• _Quoted passage_:
Monkstown FC
- Full name: Monkstown Football Club
- Union: IRFU
- Branch: Leinster
- Founded: 1883; 143 years ago
- Ground(s): Sydney Parade, Dublin
- President: David O’Brien
- Coach: David Mahon
- Captain: Kieran Moloney
- League: A.I.L. Div 2C
- 2024–25: 5th.
| Team kit |

Official website
- www.monkstownfc.ie

= Monkstown Football Club =

Irish rugby union club based in Dublin, Co.Dublin

Monkstown Football Club is an Irish rugby union senior club based in Dublin 4. As of the 2024–25 season, it plays in Division 2C of the All-Ireland League.

In addition to the First XV, they also have Second (J1), Third (J2) and Fourth (J3) XV's, a mini rugby section and a Golden Oldies team.

==History==
The club was an offshoot of what was previously called Kingstown Club or simply Kingstown which had numerous early Irish rugby internationals to its name and was recorded as having at least two senior teams in the 1880s.

The club was formally founded in 1883 as one of the first in Ireland in Monkstown as the name suggests, but moved to the Sandymount area in 1901 after leasing grounds at Sydney Parade from the Earl of Pembroke.

They have always had a military connection, with British Army soldiers among the players. In fact, many of their players were casualties in the Boer War and the First World War, including internationals Ernest Deane, Basil Maclear and Pierce O'Brien-Butler. Since Irish independence many servicemen - soldiers, sailors as well as airmen - have turned out for the club and Leinster provincial teams. The Irish Defence Forces team regularly play their French counterparts at Sydney Parade.

• _What is required_:
Echo the part of the Monkstown rugby club text that opens with the words containing "Irish rugby union club" and closes with "Earl of Pembroke.".

(Some rows)

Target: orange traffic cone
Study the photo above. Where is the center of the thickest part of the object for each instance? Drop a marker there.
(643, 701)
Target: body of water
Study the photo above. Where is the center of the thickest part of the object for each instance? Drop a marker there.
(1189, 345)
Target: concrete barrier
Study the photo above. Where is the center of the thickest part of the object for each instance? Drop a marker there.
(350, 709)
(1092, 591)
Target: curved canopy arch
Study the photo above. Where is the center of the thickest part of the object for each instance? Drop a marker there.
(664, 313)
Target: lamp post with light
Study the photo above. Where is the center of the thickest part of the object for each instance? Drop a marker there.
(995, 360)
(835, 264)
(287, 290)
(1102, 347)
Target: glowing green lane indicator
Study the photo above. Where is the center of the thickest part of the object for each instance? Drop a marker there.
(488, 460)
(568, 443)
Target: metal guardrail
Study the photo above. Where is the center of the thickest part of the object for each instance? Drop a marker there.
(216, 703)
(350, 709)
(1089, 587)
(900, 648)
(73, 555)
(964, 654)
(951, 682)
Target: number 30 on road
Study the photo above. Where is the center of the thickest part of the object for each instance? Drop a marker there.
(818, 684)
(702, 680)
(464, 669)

• _Solved problem_:
Irish rugby union club based in Dublin, Co.Dublin

Monkstown Football Club is an Irish rugby union senior club based in Dublin 4. As of the 2024–25 season, it plays in Division 2C of the All-Ireland League.

In addition to the First XV, they also have Second (J1), Third (J2) and Fourth (J3) XV's, a mini rugby section and a Golden Oldies team.

==History==
The club was an offshoot of what was previously called Kingstown Club or simply Kingstown which had numerous early Irish rugby internationals to its name and was recorded as having at least two senior teams in the 1880s.

The club was formally founded in 1883 as one of the first in Ireland in Monkstown as the name suggests, but moved to the Sandymount area in 1901 after leasing grounds at Sydney Parade from the Earl of Pembroke.